## Set exercise
Only the lines from the one bearing "Each instance receives exactly one keypoint. Mark the dead" to the final line should be transcribed, exactly and with both ends included. Pictures are to be left out.

## Records shown
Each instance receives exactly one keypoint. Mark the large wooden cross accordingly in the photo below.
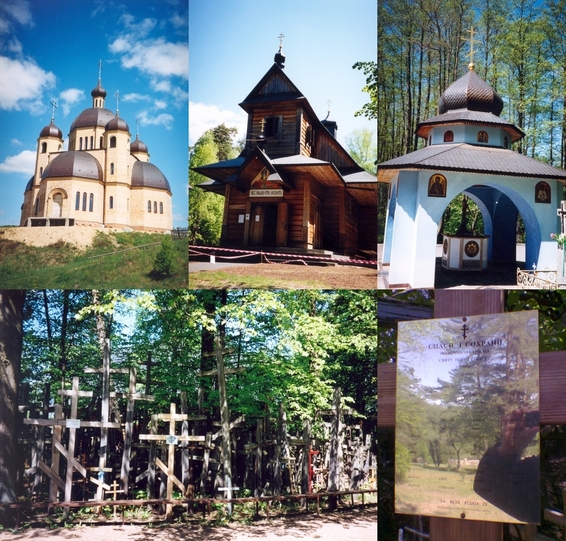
(171, 439)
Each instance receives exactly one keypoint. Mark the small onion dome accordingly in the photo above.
(117, 124)
(29, 185)
(138, 146)
(51, 131)
(92, 117)
(74, 163)
(472, 93)
(147, 175)
(98, 91)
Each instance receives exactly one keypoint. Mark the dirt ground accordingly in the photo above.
(351, 525)
(290, 276)
(44, 236)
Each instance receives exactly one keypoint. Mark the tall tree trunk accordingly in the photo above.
(11, 318)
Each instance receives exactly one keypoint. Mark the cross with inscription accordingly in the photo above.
(171, 439)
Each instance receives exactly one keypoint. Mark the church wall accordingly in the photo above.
(144, 220)
(236, 206)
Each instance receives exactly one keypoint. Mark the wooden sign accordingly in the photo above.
(467, 418)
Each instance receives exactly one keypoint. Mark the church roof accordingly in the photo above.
(51, 131)
(74, 163)
(147, 175)
(118, 124)
(470, 92)
(470, 158)
(91, 117)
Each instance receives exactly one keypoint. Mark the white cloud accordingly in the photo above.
(164, 119)
(23, 163)
(27, 82)
(69, 97)
(133, 97)
(203, 117)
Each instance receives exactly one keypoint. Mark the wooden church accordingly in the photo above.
(294, 187)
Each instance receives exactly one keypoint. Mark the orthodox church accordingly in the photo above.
(468, 150)
(103, 180)
(294, 187)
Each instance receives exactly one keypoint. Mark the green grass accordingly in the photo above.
(115, 260)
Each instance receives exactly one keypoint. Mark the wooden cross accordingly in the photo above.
(471, 32)
(171, 439)
(105, 371)
(561, 212)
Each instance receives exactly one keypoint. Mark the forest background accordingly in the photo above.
(519, 50)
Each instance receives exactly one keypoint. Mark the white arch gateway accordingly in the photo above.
(468, 150)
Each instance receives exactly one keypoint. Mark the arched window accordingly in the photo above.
(542, 193)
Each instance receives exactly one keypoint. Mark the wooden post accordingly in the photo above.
(334, 469)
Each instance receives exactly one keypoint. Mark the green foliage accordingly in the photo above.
(163, 263)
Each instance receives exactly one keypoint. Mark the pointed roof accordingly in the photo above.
(273, 86)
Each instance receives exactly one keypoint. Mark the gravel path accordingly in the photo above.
(351, 525)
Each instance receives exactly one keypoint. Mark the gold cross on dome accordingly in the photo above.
(471, 38)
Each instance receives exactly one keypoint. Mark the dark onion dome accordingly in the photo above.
(29, 185)
(51, 131)
(147, 175)
(91, 117)
(117, 123)
(138, 146)
(472, 93)
(74, 163)
(98, 91)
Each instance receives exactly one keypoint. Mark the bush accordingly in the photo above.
(163, 263)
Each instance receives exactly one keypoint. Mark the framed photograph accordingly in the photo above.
(467, 418)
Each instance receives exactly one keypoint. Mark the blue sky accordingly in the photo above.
(232, 44)
(50, 49)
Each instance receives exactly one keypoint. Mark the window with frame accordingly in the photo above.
(273, 126)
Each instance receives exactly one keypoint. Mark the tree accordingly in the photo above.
(11, 318)
(362, 146)
(205, 208)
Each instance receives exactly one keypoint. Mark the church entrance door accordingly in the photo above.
(263, 230)
(57, 208)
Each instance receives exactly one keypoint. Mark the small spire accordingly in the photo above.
(279, 56)
(471, 65)
(53, 107)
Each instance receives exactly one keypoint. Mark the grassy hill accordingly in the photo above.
(113, 261)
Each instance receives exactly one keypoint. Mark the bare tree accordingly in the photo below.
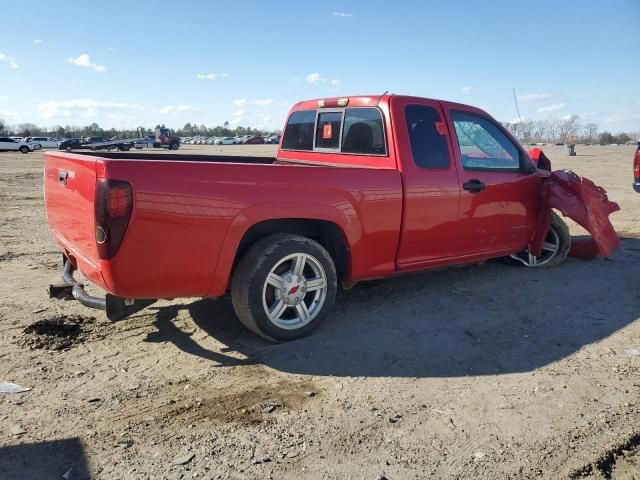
(568, 129)
(551, 127)
(540, 131)
(591, 132)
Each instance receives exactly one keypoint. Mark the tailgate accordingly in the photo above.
(69, 190)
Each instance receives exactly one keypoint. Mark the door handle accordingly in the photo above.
(62, 176)
(474, 186)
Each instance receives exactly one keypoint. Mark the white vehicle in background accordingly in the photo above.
(8, 144)
(44, 142)
(227, 141)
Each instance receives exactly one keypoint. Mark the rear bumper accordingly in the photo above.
(116, 308)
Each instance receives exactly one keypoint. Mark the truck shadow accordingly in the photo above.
(38, 461)
(473, 320)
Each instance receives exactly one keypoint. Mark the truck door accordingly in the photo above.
(500, 195)
(430, 181)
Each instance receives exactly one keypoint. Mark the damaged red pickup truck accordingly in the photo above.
(361, 188)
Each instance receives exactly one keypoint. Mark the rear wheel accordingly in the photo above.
(555, 247)
(283, 287)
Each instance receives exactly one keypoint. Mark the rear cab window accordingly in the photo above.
(355, 131)
(483, 146)
(428, 146)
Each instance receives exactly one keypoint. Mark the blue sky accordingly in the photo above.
(137, 63)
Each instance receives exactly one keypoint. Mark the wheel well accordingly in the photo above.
(327, 234)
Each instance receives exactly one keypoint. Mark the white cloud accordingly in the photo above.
(11, 116)
(551, 108)
(210, 76)
(172, 109)
(82, 108)
(264, 102)
(84, 61)
(10, 60)
(313, 78)
(533, 97)
(571, 116)
(622, 117)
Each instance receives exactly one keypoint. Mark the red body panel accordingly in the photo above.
(189, 217)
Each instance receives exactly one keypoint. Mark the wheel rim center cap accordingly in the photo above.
(294, 290)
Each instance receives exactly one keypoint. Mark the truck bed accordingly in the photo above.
(180, 157)
(190, 213)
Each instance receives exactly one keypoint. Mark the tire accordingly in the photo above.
(558, 237)
(301, 310)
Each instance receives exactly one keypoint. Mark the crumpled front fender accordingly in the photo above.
(584, 202)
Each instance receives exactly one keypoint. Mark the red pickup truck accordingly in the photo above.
(361, 188)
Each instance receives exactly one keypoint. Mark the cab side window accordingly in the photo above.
(428, 147)
(328, 130)
(483, 146)
(299, 132)
(363, 132)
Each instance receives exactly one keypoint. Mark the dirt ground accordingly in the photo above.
(484, 371)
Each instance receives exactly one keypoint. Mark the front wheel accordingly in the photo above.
(555, 247)
(283, 287)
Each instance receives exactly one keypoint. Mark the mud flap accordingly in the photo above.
(584, 202)
(119, 308)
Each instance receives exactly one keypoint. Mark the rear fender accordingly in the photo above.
(344, 215)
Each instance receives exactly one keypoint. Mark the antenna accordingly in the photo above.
(385, 92)
(515, 99)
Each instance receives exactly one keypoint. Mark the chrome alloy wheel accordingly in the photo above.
(550, 248)
(294, 291)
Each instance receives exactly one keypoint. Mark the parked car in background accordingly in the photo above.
(227, 141)
(70, 144)
(254, 139)
(636, 169)
(275, 139)
(8, 144)
(147, 141)
(44, 142)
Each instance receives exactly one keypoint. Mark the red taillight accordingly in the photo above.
(113, 205)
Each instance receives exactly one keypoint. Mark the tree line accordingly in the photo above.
(74, 131)
(567, 130)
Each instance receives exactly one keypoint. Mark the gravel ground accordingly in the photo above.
(477, 372)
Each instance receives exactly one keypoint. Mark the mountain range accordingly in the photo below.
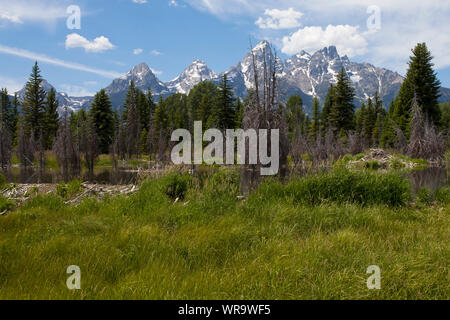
(306, 74)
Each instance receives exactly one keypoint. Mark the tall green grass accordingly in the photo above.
(209, 245)
(342, 186)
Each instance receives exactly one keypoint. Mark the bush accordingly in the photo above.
(345, 186)
(424, 196)
(5, 204)
(68, 190)
(2, 181)
(442, 195)
(372, 165)
(176, 185)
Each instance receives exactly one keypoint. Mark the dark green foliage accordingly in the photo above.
(327, 108)
(67, 190)
(103, 119)
(51, 119)
(201, 101)
(2, 181)
(5, 204)
(175, 186)
(295, 117)
(240, 110)
(442, 195)
(224, 112)
(420, 80)
(33, 105)
(424, 196)
(342, 108)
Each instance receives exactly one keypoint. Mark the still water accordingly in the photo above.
(430, 178)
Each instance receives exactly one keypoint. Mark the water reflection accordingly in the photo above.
(99, 176)
(430, 178)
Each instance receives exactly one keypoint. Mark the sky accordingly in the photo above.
(82, 45)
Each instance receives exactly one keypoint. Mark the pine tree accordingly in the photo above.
(421, 80)
(239, 117)
(34, 103)
(15, 117)
(360, 116)
(342, 110)
(51, 119)
(225, 105)
(369, 121)
(103, 120)
(294, 116)
(132, 121)
(328, 104)
(315, 124)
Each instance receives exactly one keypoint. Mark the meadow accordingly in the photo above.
(184, 237)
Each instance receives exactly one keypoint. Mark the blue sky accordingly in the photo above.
(116, 35)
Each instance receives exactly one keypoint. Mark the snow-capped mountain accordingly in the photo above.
(195, 73)
(143, 78)
(306, 74)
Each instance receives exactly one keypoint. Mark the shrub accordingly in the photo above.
(2, 181)
(68, 190)
(442, 195)
(345, 186)
(5, 204)
(424, 196)
(372, 165)
(176, 185)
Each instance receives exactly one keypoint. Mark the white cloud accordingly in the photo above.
(13, 85)
(279, 19)
(347, 39)
(404, 23)
(70, 65)
(99, 44)
(158, 73)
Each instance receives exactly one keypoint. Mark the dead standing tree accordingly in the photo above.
(426, 142)
(65, 150)
(263, 110)
(5, 146)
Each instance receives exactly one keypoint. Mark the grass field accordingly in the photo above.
(311, 238)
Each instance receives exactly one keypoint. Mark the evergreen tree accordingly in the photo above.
(51, 119)
(370, 118)
(225, 105)
(240, 109)
(15, 117)
(328, 104)
(133, 121)
(34, 103)
(295, 117)
(103, 119)
(342, 110)
(360, 115)
(201, 100)
(315, 124)
(420, 80)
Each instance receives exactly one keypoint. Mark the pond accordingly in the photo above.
(99, 176)
(430, 178)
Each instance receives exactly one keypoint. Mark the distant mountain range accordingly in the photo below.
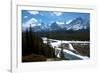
(75, 24)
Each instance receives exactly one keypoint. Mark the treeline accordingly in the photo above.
(32, 43)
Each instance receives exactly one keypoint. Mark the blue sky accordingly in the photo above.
(48, 17)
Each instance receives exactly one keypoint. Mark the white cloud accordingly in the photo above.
(33, 12)
(25, 16)
(69, 21)
(32, 21)
(59, 22)
(57, 13)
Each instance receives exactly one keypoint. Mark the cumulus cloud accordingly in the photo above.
(32, 21)
(25, 16)
(57, 13)
(33, 12)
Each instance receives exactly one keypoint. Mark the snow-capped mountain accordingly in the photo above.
(75, 24)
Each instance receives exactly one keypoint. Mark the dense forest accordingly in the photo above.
(33, 48)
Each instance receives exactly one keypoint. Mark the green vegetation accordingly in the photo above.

## Solution below
Each instance receives exactly one keypoint. Mark the dead standing tree accordingly in the photo above.
(426, 142)
(65, 150)
(263, 110)
(5, 146)
Each instance receives exactly one keypoint. Mark the grass field accordingly in the photo above.
(311, 238)
Each instance receives exactly one keypoint. Mark the evergreen tree accordingly in the photo above.
(51, 119)
(370, 118)
(225, 105)
(240, 109)
(15, 117)
(328, 104)
(133, 121)
(34, 103)
(295, 117)
(103, 119)
(342, 110)
(360, 115)
(201, 100)
(315, 124)
(420, 80)
Each instance receives exactly one keypoint. Mark the pond accordingly in the photo above.
(99, 176)
(430, 178)
Each instance receives exactly one keypoint. Mark the distant mountain range accordingly in the photo below.
(75, 24)
Each instance receives exactly one keypoint. Mark the treeline accordingly in the photo above.
(32, 43)
Each instance receives exactly one keypoint. Mark the blue sky accordingly in the photo above.
(48, 17)
Each instance receives exactly one keypoint. Mark the white cloud accordingly in the photo above.
(33, 12)
(25, 16)
(69, 21)
(32, 21)
(59, 22)
(57, 13)
Each instance receives exactly one keypoint. Mark the cumulus cloud accordingly in the photo above.
(32, 21)
(25, 16)
(57, 13)
(33, 12)
Each instance receives exactly one keypoint. Mark the snow-capped mountain accordingly in the photo above.
(75, 24)
Each instance receives exactly one keypoint. Mark the dense forest accordingly in the photo above.
(33, 48)
Each instance receives exactly one keypoint. Mark the green vegetation accordingly in the photo above.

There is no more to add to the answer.